■ Data provided:
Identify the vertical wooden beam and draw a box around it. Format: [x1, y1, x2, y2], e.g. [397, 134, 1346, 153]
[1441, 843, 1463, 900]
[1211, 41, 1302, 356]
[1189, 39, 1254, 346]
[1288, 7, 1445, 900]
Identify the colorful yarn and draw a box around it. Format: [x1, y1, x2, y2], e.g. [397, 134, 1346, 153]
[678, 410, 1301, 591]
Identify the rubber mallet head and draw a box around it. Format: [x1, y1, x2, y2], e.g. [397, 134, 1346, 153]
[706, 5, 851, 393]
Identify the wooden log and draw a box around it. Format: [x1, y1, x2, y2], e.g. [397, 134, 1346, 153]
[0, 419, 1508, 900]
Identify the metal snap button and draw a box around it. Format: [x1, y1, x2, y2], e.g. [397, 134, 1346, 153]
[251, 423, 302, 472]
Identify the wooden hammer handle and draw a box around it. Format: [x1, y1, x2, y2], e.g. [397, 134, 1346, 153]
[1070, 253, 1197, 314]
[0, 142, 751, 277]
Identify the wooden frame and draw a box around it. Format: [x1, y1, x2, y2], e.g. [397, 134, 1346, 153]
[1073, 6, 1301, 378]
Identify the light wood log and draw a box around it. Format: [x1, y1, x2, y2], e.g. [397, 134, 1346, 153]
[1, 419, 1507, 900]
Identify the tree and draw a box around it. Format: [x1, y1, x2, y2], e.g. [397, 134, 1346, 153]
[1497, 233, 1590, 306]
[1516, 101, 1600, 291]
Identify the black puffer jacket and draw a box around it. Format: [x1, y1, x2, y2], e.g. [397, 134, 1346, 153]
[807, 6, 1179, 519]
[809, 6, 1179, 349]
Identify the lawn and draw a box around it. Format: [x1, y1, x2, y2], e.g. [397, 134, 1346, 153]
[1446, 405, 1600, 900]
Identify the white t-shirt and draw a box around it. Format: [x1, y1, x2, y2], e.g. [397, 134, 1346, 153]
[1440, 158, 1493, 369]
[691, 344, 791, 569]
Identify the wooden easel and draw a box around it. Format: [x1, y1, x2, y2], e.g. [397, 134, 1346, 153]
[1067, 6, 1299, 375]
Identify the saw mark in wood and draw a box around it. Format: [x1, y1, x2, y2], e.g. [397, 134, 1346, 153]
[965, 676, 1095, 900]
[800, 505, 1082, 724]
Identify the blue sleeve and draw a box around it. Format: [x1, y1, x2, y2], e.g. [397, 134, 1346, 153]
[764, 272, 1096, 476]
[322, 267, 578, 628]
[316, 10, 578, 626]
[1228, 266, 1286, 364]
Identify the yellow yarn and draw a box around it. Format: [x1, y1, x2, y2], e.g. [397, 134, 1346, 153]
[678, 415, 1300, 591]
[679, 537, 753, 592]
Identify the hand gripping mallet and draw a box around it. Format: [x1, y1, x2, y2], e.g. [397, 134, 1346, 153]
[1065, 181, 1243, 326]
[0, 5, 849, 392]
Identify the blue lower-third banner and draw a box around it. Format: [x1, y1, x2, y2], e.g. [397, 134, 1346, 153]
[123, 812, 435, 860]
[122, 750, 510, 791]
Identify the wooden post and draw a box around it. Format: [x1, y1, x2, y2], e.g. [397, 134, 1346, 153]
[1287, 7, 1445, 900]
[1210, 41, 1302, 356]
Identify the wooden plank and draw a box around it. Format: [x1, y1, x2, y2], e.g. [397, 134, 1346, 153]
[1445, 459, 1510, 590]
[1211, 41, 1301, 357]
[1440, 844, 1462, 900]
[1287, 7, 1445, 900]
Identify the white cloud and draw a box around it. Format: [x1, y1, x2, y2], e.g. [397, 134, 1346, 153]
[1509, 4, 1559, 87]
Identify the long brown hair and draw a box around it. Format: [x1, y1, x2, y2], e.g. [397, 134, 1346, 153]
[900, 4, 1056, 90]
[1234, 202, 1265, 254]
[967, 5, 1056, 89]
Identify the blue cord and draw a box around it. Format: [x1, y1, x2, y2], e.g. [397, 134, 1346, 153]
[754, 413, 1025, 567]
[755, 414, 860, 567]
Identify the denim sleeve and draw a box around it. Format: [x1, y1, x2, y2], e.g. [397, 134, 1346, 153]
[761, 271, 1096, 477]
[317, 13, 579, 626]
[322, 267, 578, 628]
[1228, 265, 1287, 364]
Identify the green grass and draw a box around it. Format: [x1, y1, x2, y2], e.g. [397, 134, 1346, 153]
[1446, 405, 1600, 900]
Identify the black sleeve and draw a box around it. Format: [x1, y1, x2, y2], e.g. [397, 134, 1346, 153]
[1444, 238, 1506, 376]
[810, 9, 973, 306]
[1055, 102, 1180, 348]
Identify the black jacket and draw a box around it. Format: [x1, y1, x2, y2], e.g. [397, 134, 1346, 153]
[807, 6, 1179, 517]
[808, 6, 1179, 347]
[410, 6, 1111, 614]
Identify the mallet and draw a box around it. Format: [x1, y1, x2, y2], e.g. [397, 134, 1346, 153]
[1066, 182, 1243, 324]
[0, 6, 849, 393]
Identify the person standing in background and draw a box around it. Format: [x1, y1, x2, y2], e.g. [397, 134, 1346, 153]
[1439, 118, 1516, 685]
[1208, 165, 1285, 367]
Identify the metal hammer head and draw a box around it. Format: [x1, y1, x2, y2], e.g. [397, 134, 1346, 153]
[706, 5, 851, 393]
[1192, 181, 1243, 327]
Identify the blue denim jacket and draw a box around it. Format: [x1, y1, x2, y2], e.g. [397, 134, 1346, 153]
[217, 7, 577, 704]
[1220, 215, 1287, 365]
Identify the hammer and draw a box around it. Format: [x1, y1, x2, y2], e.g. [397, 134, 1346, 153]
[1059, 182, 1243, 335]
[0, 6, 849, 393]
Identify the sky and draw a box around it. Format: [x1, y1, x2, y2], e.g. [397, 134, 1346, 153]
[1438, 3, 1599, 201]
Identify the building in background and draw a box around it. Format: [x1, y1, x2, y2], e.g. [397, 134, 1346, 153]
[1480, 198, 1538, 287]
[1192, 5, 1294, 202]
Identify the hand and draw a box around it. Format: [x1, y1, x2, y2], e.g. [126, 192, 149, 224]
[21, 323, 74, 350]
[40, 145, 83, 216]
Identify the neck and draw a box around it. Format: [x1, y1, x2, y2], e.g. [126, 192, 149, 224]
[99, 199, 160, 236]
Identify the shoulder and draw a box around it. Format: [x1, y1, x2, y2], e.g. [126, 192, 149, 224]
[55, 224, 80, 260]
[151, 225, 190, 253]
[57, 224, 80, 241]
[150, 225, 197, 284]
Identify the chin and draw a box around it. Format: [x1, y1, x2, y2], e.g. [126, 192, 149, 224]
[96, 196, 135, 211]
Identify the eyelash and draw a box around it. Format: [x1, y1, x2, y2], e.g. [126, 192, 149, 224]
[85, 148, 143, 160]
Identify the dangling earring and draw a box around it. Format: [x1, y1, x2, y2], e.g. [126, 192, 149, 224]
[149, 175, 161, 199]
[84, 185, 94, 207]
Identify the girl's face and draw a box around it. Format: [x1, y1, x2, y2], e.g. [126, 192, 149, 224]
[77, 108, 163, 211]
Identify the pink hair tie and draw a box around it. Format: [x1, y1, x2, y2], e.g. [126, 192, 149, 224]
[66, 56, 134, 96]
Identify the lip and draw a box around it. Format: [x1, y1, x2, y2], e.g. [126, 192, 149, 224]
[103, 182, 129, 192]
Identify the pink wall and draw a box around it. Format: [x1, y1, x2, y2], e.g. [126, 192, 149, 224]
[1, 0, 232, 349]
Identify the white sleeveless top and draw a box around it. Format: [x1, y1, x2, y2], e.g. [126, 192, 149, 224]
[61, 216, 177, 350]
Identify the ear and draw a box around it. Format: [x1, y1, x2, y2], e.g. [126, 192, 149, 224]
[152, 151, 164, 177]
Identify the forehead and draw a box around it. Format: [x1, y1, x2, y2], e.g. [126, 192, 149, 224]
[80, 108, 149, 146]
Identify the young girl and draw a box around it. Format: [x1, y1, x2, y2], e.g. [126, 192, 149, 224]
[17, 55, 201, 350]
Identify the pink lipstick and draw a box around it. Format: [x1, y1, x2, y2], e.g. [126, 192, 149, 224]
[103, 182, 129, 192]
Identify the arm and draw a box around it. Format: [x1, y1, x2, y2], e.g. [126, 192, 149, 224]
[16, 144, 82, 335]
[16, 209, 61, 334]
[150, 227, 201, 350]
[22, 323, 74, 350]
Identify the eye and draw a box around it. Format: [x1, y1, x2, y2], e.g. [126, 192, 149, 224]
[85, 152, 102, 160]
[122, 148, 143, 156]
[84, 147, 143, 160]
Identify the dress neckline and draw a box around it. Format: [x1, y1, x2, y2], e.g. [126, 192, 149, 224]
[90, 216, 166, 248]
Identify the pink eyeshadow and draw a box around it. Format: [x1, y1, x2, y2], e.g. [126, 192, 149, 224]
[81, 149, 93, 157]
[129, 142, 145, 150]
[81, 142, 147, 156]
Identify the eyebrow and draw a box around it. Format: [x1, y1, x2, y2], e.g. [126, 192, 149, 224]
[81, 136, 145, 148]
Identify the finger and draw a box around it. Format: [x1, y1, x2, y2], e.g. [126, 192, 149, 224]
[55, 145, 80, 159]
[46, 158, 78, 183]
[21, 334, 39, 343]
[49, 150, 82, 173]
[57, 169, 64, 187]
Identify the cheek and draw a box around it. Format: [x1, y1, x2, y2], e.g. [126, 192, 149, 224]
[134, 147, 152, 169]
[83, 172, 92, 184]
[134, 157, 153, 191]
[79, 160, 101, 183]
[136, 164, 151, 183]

■ Problem to solve: Give again the closing portion of the entries, from the line with "Identify the pink lipstick" through the last line. Keep it exact and add nothing.

■ Response to the exercise:
Identify the pink lipstick and draw a box around it. Format: [x1, y1, x2, y2], e.g. [126, 192, 149, 224]
[103, 182, 129, 192]
Identify the arm and draw a box around it. Format: [x1, y1, x2, y2], e.g. [126, 192, 149, 224]
[16, 144, 82, 335]
[16, 209, 61, 334]
[150, 227, 201, 350]
[22, 323, 74, 350]
Identify the eye and draw a box around it. Format: [x1, y1, x2, y2], e.g. [126, 192, 149, 224]
[85, 152, 102, 160]
[122, 148, 143, 156]
[84, 147, 143, 160]
Identify the dress neckline and draw a box around it. Format: [x1, y1, x2, y2], e.g. [126, 192, 149, 224]
[90, 216, 166, 248]
Identify the pink eyeshadow and draw a box around it. Format: [x1, y1, x2, y2], e.g. [126, 192, 149, 224]
[81, 149, 93, 157]
[129, 142, 145, 150]
[81, 142, 147, 156]
Identify the eyebrow and draw a box around it. Format: [x1, y1, x2, y2], e.g. [126, 192, 149, 224]
[81, 136, 145, 148]
Identify the finger and draw a box around it. Format: [x1, y1, x2, y2], e.g. [126, 192, 149, 224]
[55, 145, 80, 159]
[46, 158, 78, 183]
[21, 334, 39, 343]
[49, 150, 82, 173]
[57, 169, 64, 187]
Identify the cheek and draw a box around it. Format: [x1, y1, x2, y2], e.g. [126, 192, 149, 224]
[134, 147, 152, 169]
[83, 172, 92, 184]
[134, 157, 153, 191]
[79, 160, 101, 183]
[136, 164, 151, 183]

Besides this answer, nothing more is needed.